TV-Tipp: Bewegende Reportage über den Ablauf einer Organspende

Einblick in Ausnahmezustand

Erfurt an einem Freitag Ende November 2010: Ein Rettungshubschrauber kreist über dem Helios Klinikum. An Bord befindet sich eine 46-Jährige. Wegen eines geplatzten Aneurysmas liegt sie im Koma. Es ist ein schwieriger Fall, und die Ärzte der Intensivstation stehen vor einer Herausforderung. Zur selben Zeit sind zwei TV-Autoren zu einer Vorbesprechung im Haus.

Autor/in:
Monika Herrmann-Schiel
 (DR)

Übungsdaten:
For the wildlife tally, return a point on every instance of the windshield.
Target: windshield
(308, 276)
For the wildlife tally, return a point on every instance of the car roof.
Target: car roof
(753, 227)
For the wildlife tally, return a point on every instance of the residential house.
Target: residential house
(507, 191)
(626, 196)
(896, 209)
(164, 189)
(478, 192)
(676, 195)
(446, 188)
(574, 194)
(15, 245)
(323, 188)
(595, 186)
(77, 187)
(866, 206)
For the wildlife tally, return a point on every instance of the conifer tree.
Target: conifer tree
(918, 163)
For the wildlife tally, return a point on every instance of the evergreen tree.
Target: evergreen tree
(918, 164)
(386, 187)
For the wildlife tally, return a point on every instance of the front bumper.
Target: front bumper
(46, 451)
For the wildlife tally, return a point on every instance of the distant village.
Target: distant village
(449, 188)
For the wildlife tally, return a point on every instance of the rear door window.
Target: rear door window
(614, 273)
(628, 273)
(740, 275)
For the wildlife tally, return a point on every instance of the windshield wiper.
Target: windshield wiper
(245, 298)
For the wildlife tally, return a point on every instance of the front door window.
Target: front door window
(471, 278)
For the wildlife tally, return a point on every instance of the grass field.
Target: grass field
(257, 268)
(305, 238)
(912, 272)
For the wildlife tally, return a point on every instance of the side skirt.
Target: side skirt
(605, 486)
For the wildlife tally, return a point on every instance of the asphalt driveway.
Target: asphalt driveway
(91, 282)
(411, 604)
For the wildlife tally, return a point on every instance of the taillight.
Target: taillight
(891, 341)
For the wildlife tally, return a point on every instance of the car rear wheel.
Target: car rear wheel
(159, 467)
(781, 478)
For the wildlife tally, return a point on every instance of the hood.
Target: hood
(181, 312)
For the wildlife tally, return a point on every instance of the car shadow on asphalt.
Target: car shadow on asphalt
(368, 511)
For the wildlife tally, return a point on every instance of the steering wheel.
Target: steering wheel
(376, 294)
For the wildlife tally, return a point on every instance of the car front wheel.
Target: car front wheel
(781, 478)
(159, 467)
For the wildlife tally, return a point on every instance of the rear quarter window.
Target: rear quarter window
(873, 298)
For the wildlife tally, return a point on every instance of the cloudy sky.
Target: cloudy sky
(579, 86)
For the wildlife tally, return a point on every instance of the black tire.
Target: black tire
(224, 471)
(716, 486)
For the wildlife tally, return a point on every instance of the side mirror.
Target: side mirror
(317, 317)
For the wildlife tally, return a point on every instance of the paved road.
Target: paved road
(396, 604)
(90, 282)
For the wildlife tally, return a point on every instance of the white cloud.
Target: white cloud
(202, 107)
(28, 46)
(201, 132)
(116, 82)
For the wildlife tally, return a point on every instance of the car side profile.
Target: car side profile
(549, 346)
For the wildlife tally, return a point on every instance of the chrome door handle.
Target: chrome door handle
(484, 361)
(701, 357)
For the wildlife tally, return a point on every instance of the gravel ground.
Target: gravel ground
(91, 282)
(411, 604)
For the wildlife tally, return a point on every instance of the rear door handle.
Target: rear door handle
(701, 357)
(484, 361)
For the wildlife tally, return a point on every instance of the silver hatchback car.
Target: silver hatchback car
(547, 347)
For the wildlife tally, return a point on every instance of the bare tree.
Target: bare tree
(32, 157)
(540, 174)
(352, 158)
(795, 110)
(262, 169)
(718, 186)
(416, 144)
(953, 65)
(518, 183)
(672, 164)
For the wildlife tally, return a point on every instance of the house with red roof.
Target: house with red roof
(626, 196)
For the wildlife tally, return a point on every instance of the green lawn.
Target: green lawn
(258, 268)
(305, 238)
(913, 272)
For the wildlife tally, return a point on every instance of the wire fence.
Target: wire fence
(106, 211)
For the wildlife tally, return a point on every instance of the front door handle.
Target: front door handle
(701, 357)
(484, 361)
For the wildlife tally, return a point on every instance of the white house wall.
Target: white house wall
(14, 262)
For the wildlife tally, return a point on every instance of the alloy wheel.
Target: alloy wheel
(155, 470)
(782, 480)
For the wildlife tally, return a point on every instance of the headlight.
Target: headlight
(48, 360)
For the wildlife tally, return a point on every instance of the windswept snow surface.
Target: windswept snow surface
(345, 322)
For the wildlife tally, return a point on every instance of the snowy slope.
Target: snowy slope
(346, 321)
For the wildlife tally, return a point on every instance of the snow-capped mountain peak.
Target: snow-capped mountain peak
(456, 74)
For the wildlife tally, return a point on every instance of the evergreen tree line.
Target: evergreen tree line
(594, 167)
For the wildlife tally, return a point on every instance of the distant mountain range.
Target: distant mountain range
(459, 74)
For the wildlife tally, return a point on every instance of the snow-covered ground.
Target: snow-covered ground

Aufgaben:
1 – Nennen Sie alle Personen und Personengruppen, die im Absatz „Erfurt an einem Freitag Ende November 2010“ im Text zur Organspende-Reportage vorkommen.
2 – Beantworten Sie die folgenden Fragen zum Text zur Organspende-Reportage.
(a) Weshalb liegt die 46-Jährige im Koma?
(b) Über welchem Gebäude kreist der Rettungshubschrauber?
(c) Wer ist als Autorin angegeben?
3 – Setzen Sie den Text zur Organspende-Reportage an der Stelle fort, an der er endet.
Die Einträge werden für die Bearbeitung nicht benötigt.

Lösungen:
1 –
eine 46-Jährige
die Ärzte der Intensivstation
zwei TV-Autoren

2 –
(a) Wegen eines geplatzten Aneurysmas.
(b) Über dem Helios Klinikum.
(c) Monika Herrmann-Schiel.

3 –
Seit Monaten planen die beiden Journalisten Jule Sommer und Udo Kilimann, in dieser Großklinik einen Film zu drehen. Er soll zeigen, wie bei einem Patienten der Hirntod festgestellt wird, und was es für die Angehörigen und Ärzte bedeutet, die Entscheidung für oder gegen eine Organspende zu fällen. An diesem Freitag wird bald klar, dass der Augenblick gekommen ist, mit den Dreharbeiten zu beginnen. "Organ gebraucht. Der tägliche Kampf ums Überleben" heißt der Film, der daraus entstanden ist. Er ist am Sonntag (06.03.2011) um 17.30 Uhr in der ARD-Reihe "Gott und die Welt" zu sehen.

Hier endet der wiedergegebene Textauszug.